◆ **Provided material**:
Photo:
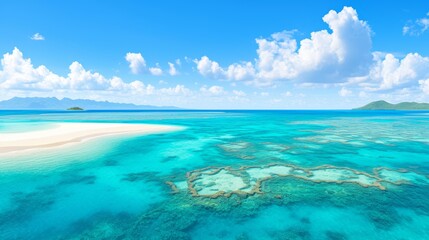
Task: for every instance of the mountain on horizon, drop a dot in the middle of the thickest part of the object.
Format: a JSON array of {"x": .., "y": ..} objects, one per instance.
[
  {"x": 383, "y": 105},
  {"x": 52, "y": 103}
]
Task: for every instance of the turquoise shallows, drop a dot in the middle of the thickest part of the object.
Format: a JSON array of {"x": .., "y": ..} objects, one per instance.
[{"x": 135, "y": 187}]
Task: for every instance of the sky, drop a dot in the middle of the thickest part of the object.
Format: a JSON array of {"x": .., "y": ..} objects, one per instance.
[{"x": 333, "y": 54}]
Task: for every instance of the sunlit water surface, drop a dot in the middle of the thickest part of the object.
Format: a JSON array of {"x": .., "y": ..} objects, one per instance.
[{"x": 137, "y": 187}]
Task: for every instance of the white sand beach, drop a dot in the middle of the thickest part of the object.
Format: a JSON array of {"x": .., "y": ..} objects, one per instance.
[{"x": 62, "y": 134}]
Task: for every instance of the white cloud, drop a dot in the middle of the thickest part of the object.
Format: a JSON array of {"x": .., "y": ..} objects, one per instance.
[
  {"x": 172, "y": 69},
  {"x": 239, "y": 93},
  {"x": 389, "y": 72},
  {"x": 324, "y": 57},
  {"x": 287, "y": 94},
  {"x": 213, "y": 90},
  {"x": 424, "y": 86},
  {"x": 209, "y": 68},
  {"x": 155, "y": 71},
  {"x": 344, "y": 92},
  {"x": 178, "y": 90},
  {"x": 136, "y": 62},
  {"x": 417, "y": 27},
  {"x": 37, "y": 37},
  {"x": 19, "y": 74}
]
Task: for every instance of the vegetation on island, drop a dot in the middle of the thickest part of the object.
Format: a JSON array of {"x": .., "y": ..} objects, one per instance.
[
  {"x": 383, "y": 105},
  {"x": 75, "y": 109}
]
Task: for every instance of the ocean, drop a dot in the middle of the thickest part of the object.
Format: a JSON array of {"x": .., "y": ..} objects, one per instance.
[{"x": 226, "y": 175}]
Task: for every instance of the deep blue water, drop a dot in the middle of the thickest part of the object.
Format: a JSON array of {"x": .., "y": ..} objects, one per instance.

◆ **Task objective**:
In the answer, restate word for word each line from the one with "Task: for every instance of the mountain" through the end of the material above.

◆ **Exercise response**:
Task: for every instance of the mountain on horizon, drop a dot in the middle of the thickest part of the object.
Format: a JSON array of {"x": .., "y": ..} objects, one per instance.
[
  {"x": 383, "y": 105},
  {"x": 52, "y": 103}
]
Task: for every instance of the turquoise shallows, drop a dot in the middle of the thickest part of the object.
Format: a JSON array of {"x": .., "y": ..} objects, one per instance.
[{"x": 135, "y": 187}]
Task: for every instance of the sky, drop a dot in the middle of the thickest part of the object.
Format: a JSON array of {"x": .., "y": ..} objects, one per instance.
[{"x": 333, "y": 54}]
Task: for every instance of the sunlit water surface, drop a dot in the middle of the thickest part of the object.
Format: a JSON array of {"x": .., "y": ..} objects, one per instance.
[{"x": 137, "y": 187}]
Task: for every instance of the white sand beach, drop a dot in the middle of the thickest part of the object.
Format: a JSON array of {"x": .., "y": ..} objects, one per instance.
[{"x": 62, "y": 134}]
Task: for every instance of the white cloud, drop a dot in the middle of the thickest part of the object.
Format: a JSON array of {"x": .., "y": ..} objects, one per instance.
[
  {"x": 172, "y": 69},
  {"x": 239, "y": 93},
  {"x": 389, "y": 72},
  {"x": 324, "y": 57},
  {"x": 287, "y": 94},
  {"x": 213, "y": 90},
  {"x": 424, "y": 86},
  {"x": 209, "y": 68},
  {"x": 155, "y": 71},
  {"x": 344, "y": 92},
  {"x": 178, "y": 90},
  {"x": 136, "y": 62},
  {"x": 417, "y": 27},
  {"x": 37, "y": 37},
  {"x": 19, "y": 74}
]
Task: for every instance of the vegetation on island, drop a dot in the middle of the thickest part of the object.
Format: a JSON array of {"x": .., "y": ..} objects, one per instance.
[
  {"x": 383, "y": 105},
  {"x": 75, "y": 109}
]
Task: for every instance of the ocean, drop a dot in the middle of the thickest part of the object.
Format: a JSON array of {"x": .., "y": ..} objects, one per instance.
[{"x": 226, "y": 175}]
Task: for every instance of the deep blue water, drop a dot in the middle of the thickest part of the object.
Format: a JSON array of {"x": .., "y": ..} objects, one per instance.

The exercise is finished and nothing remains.